## Information supplied

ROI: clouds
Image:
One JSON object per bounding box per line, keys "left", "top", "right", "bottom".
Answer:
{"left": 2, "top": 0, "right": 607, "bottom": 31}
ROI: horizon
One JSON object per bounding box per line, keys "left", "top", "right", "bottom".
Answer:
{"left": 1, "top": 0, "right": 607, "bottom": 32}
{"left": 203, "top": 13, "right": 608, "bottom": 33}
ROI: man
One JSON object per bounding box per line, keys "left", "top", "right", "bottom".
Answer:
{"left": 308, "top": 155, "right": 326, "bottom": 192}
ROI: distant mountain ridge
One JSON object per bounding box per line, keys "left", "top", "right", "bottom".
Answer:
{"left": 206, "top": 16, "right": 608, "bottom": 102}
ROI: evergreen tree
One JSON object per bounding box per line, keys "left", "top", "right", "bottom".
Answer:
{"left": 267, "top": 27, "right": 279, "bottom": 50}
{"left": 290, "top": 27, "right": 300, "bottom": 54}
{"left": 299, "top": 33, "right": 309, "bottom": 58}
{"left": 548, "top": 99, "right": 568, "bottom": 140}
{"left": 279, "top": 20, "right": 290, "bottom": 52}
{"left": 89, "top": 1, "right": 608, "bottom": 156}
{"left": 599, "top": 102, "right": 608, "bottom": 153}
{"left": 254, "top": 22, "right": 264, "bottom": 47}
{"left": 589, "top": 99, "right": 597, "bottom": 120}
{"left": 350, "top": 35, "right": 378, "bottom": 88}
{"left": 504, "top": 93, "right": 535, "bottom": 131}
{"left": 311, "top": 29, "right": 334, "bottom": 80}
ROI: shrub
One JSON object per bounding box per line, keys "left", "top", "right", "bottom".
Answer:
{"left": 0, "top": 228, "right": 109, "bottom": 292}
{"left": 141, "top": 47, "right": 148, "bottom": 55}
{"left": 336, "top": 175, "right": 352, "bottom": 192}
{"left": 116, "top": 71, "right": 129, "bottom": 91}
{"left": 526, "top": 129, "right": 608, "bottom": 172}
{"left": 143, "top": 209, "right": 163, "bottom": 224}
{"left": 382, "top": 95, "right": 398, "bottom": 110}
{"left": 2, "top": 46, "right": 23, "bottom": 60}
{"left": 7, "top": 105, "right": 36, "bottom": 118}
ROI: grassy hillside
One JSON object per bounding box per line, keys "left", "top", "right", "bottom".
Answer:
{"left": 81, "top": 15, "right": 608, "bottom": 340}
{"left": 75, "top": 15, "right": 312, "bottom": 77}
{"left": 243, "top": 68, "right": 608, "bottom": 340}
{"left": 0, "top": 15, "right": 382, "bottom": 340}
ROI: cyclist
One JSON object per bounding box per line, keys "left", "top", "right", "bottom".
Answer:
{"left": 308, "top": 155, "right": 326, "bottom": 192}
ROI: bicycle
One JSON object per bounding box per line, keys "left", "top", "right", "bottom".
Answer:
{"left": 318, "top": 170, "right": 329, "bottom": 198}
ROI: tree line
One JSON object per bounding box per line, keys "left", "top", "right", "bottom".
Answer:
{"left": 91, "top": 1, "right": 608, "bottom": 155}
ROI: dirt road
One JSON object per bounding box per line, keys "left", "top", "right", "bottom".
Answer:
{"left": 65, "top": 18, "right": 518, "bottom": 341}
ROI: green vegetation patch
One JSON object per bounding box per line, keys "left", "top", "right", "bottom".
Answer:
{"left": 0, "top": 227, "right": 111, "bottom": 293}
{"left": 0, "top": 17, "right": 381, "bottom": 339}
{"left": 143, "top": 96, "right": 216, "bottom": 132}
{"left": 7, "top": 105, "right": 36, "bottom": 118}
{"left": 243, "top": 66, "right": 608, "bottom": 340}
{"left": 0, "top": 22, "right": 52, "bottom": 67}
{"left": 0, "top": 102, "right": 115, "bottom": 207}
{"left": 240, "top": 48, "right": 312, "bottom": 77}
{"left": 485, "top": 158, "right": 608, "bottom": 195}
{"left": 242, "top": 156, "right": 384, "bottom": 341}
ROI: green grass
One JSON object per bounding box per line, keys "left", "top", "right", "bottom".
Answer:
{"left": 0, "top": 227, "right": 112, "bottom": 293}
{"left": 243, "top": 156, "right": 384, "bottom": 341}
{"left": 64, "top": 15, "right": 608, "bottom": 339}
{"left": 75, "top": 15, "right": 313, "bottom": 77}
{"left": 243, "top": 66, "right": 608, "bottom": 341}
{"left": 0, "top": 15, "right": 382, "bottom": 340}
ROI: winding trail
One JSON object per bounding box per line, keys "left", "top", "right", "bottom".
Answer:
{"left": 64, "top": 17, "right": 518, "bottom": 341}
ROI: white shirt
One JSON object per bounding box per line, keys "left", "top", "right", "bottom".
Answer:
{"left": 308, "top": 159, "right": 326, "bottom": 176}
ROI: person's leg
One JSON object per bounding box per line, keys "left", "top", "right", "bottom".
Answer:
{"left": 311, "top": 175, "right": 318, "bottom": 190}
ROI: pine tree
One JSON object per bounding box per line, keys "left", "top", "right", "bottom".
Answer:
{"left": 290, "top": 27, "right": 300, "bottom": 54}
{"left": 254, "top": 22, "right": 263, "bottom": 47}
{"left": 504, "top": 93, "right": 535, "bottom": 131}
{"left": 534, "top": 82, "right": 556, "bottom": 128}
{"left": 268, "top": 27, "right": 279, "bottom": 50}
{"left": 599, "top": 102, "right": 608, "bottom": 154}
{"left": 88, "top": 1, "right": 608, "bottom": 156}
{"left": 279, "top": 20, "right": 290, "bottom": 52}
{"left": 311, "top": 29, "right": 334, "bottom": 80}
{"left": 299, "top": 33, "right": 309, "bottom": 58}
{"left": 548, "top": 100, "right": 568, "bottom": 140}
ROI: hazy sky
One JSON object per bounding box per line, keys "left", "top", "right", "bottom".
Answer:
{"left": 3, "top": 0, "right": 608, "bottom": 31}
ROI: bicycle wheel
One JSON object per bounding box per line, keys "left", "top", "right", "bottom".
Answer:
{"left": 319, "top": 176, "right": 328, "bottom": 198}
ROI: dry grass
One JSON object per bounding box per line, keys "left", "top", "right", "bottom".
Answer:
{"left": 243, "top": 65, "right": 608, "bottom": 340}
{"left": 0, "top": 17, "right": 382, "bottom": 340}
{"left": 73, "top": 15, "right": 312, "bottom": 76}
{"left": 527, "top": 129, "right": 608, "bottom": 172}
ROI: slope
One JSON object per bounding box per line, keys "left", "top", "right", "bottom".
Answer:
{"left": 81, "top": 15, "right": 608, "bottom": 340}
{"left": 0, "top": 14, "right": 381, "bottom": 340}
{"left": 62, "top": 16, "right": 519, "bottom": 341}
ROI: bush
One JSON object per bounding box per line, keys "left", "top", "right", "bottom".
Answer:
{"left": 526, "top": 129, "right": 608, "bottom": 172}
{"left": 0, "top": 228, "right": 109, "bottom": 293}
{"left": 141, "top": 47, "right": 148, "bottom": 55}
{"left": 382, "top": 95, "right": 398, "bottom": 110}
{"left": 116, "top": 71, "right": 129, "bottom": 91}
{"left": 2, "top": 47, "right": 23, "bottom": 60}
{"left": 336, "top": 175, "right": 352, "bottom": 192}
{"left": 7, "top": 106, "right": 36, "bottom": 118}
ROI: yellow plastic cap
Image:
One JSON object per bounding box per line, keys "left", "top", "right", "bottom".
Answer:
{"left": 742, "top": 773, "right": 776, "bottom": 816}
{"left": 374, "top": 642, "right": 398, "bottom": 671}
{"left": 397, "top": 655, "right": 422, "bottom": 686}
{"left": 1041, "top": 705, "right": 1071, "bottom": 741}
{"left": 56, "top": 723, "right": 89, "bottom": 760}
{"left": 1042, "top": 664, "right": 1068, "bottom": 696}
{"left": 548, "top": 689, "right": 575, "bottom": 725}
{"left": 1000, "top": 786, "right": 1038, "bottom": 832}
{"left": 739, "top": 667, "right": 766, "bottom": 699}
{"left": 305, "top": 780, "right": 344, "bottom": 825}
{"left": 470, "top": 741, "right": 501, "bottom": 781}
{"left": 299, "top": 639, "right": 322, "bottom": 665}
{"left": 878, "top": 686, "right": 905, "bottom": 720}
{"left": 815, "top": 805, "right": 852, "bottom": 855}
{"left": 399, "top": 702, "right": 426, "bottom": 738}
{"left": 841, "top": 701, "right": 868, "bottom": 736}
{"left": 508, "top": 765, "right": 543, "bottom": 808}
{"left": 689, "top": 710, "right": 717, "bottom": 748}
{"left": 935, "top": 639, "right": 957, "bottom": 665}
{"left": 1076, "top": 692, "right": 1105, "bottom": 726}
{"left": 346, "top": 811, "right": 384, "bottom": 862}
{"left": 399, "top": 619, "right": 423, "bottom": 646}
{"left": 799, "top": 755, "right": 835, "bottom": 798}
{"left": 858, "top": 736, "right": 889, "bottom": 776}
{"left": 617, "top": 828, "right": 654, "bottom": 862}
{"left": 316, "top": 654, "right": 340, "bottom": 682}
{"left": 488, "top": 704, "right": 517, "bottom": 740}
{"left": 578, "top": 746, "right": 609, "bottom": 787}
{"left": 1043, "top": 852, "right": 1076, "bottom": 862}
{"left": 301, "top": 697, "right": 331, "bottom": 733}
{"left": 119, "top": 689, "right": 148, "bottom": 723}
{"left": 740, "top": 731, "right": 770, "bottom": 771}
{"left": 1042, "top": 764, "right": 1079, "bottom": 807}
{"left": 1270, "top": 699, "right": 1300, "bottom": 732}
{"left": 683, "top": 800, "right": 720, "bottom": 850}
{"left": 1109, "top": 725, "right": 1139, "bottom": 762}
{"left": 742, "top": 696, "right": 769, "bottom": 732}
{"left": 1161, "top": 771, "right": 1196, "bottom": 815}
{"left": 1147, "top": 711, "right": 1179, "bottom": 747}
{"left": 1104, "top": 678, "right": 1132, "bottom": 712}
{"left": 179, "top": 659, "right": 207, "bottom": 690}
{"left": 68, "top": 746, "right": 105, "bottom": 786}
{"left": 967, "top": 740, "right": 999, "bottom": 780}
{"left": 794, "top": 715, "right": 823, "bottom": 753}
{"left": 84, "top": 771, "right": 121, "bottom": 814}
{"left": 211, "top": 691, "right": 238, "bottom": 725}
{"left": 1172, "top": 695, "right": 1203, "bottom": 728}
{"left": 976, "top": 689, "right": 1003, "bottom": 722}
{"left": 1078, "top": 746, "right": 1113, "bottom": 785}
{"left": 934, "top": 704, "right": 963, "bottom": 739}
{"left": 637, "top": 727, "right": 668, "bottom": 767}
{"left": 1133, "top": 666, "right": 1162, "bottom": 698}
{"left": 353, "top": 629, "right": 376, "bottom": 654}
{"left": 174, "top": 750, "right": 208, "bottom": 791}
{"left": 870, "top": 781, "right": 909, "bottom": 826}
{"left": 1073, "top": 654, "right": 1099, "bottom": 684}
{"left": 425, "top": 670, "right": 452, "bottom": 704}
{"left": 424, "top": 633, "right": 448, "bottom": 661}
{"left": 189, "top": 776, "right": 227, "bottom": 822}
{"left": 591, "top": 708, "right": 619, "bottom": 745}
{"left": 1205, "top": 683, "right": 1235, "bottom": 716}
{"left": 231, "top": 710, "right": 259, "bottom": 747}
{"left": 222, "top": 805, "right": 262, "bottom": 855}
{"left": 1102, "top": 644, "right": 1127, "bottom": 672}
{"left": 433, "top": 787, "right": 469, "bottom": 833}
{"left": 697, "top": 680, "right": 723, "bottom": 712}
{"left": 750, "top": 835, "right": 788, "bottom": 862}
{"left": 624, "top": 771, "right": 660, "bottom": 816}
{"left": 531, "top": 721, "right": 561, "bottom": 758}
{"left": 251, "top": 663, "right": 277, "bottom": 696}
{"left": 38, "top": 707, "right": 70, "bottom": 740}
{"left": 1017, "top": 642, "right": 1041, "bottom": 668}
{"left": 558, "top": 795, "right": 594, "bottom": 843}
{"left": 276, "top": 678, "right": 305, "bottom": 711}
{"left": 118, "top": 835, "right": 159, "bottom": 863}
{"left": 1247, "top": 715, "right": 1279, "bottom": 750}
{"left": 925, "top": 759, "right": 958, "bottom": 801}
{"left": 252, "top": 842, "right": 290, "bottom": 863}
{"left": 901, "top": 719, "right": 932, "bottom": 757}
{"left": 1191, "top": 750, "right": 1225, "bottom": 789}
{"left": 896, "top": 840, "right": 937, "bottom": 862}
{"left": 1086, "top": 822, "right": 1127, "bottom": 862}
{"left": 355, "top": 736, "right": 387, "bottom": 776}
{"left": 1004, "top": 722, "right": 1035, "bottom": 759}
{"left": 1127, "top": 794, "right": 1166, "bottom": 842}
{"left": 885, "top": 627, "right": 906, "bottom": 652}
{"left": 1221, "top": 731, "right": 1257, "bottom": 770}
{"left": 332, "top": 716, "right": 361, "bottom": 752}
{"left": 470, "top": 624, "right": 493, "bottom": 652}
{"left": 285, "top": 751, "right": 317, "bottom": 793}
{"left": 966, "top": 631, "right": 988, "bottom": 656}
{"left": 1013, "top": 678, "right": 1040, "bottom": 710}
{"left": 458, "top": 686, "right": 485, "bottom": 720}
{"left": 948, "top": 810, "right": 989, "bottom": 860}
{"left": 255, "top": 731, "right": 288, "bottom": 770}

## Task details
Working down the entries above, count each line in which "tree" occurs, and state only the resulting number.

## Solution to this exercise
3